====== RECORD SET ======
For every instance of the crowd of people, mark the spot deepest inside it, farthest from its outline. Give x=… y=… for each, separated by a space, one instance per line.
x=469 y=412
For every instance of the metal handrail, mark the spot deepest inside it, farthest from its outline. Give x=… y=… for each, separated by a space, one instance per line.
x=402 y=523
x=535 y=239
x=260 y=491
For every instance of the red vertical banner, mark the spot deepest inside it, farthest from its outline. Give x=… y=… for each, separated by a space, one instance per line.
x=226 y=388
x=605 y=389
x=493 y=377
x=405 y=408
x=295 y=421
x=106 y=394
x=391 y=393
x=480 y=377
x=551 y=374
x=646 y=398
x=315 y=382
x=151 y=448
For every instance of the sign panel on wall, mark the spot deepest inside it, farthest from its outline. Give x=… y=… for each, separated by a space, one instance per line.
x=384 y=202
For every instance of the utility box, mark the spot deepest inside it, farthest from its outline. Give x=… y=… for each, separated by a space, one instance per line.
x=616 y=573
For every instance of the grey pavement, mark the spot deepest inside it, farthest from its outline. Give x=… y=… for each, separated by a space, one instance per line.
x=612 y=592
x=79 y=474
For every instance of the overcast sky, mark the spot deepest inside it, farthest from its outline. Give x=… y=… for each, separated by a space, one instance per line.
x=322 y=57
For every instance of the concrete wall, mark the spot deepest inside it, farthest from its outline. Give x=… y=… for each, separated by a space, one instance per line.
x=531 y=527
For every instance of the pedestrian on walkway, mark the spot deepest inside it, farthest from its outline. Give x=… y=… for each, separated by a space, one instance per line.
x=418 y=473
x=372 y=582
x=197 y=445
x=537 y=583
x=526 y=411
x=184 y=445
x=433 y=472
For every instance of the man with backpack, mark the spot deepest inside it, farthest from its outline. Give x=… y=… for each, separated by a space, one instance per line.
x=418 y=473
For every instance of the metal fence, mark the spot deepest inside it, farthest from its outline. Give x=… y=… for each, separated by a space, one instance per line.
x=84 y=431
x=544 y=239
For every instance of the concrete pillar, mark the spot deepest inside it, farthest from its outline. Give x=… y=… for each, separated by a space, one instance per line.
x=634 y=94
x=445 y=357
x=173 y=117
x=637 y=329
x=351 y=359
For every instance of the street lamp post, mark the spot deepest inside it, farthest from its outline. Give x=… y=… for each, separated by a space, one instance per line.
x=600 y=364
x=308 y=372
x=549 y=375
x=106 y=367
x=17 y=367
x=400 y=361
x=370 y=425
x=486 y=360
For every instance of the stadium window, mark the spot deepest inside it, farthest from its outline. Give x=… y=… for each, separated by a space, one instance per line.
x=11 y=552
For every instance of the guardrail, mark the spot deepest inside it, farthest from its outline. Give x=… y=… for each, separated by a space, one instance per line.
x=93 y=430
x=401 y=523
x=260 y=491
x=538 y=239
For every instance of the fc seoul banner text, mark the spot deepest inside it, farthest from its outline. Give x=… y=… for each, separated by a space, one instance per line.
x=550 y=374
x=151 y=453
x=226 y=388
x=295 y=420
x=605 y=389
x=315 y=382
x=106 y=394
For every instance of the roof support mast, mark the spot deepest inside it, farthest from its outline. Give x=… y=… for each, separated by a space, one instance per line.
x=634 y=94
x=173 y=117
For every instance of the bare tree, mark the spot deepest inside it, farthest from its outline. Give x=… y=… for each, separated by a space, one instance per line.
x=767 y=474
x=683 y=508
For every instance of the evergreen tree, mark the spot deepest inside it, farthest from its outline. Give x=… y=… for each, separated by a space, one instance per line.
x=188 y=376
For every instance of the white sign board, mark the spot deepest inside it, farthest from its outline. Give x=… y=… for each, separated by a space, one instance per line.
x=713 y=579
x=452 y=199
======
• TASK PROMPT:
Restate all of the entries above precisely.

• THE ANSWER:
For every instance of the crowd of people, mark the spot deepest inside it, farthest from its outline. Give x=… y=… for each, separated by a space, one instance per line.
x=469 y=412
For every instance of the metal handrail, mark the spot deepest inside it, farthest from its outline. Give x=… y=… for each, separated by a space, one instance per line.
x=402 y=523
x=535 y=239
x=260 y=491
For every instance of the red vertical banner, mark the spot deepest inside it, farthest from its outline. Give x=… y=… for each, separated by a space, one instance per line.
x=226 y=388
x=605 y=389
x=493 y=377
x=405 y=408
x=295 y=421
x=106 y=394
x=391 y=393
x=480 y=377
x=551 y=374
x=646 y=398
x=315 y=382
x=151 y=448
For every instance of the sign panel on wall, mark the spot deepest inside it, farthest from its outline. Give x=… y=… for each, separated by a space, one instance per line.
x=384 y=202
For every instance of the utility box, mark the spot deepest inside it, farthest from its outline. Give x=… y=… for each, separated by a space, one instance per line.
x=616 y=573
For every instance of the grey pavement, mark the spot deepest inside it, farthest from its outline. Give x=… y=… for each, separated by a space, one instance per line.
x=612 y=592
x=79 y=474
For every instance of the overcast sky, mark the spot deepest inside it, farthest from its outline. Give x=… y=… for each, separated by a space, one instance per line.
x=322 y=57
For every instance of the concrete wall, mark the spot deepest inside it, farthest from its outline. Give x=… y=… for each, separated by a space, one instance per line.
x=531 y=527
For every instance of the pedestrian on walkway, mark the spot deepest inside it, farthest from its outline. Give x=… y=… for each, separated by a space, one instance per line.
x=418 y=473
x=372 y=582
x=197 y=445
x=537 y=583
x=526 y=411
x=184 y=445
x=433 y=472
For every instance of the man with backpack, mark the spot deepest inside it, farthest from its outline. Give x=… y=… for each, separated by a space, one instance per line.
x=418 y=473
For every instance of the metal fence, mark the spot deepest inside it, farthest from its outline. Give x=… y=… for each, separated by a space, one instance per line.
x=84 y=431
x=544 y=239
For every instance of the concrete pillar, mark the spot deepest inside it, farthest from its outline. Give x=… y=… for each, separated by a space, one instance per line.
x=634 y=94
x=445 y=357
x=173 y=117
x=637 y=329
x=351 y=359
For every instance of the street lamp post, mark the spot deepest inside it, farthest from its outline. Give x=… y=… for each, separated by a space, one instance per line.
x=600 y=364
x=308 y=372
x=549 y=375
x=106 y=367
x=17 y=367
x=400 y=361
x=370 y=425
x=486 y=360
For every instance of the stadium window, mark the spot deepest inside it, farthest from its outline. Give x=… y=… for each, separated by a space, one instance per line.
x=11 y=552
For every instance of the guardrail, mark the spot deepest inside it, farthest from its outline. Give x=… y=… for each, separated by a space, one instance per line.
x=93 y=430
x=401 y=523
x=260 y=491
x=538 y=239
For every instance of the fc seoul banner text, mark the spot deepest inside it, farthest from its outline. Give x=… y=… for each, separated by a space, one instance per line.
x=550 y=374
x=151 y=453
x=226 y=388
x=295 y=420
x=605 y=389
x=315 y=382
x=106 y=394
For every instance of the roof support mast, mark the spot deepest inside it, farthest from its outline. Give x=… y=… for each, separated by a space, one instance per line.
x=634 y=94
x=173 y=117
For every instance of the bare tree, mark the spot deepest inside it, farthest from its outline. Give x=… y=… for each, separated by a space, one instance per line.
x=767 y=474
x=683 y=508
For every instance of the evergreen tree, mark the spot deepest inside it, farthest from its outline. Give x=… y=… for each, separated by a space, one instance per line.
x=188 y=376
For every instance of the white sign board, mark the spot deepest inside it, farthest from its outline. Give x=… y=… for each, separated by a space, one instance per line.
x=713 y=579
x=452 y=199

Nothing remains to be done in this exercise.